Input material:
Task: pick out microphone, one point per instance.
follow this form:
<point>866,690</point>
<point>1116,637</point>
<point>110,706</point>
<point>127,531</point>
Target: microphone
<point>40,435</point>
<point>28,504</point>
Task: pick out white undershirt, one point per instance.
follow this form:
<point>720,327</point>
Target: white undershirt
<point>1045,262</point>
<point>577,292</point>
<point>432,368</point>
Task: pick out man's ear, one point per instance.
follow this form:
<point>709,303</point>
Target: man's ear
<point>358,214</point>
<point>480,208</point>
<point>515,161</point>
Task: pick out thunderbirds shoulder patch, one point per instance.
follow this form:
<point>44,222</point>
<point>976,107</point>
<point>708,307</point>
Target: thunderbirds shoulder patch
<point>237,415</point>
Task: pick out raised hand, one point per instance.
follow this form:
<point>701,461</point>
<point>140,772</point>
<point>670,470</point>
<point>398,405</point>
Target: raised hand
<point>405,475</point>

To do:
Rewrite every one of the entries above, changing each "follow this form" to "use this format" and leaving everything else the same.

Problem solution:
Task: pick out microphone, one point per instance.
use this format:
<point>866,690</point>
<point>1116,637</point>
<point>110,706</point>
<point>127,531</point>
Target: microphone
<point>40,435</point>
<point>28,504</point>
Task: pick out white undershirt, one point per instance.
use this format:
<point>720,327</point>
Target: white undershirt
<point>1045,262</point>
<point>577,292</point>
<point>432,368</point>
Task: pick out man's ear, one point per instance.
use this format:
<point>709,303</point>
Target: man's ear
<point>358,214</point>
<point>480,208</point>
<point>515,161</point>
Task: pick out thunderbirds shoulder patch, one point per instance.
use this format:
<point>44,222</point>
<point>976,107</point>
<point>708,307</point>
Target: thunderbirds shoulder patch
<point>237,415</point>
Task: pick out raised hand, one point per instance.
use this format:
<point>701,461</point>
<point>140,772</point>
<point>670,470</point>
<point>398,405</point>
Target: raised hand
<point>405,475</point>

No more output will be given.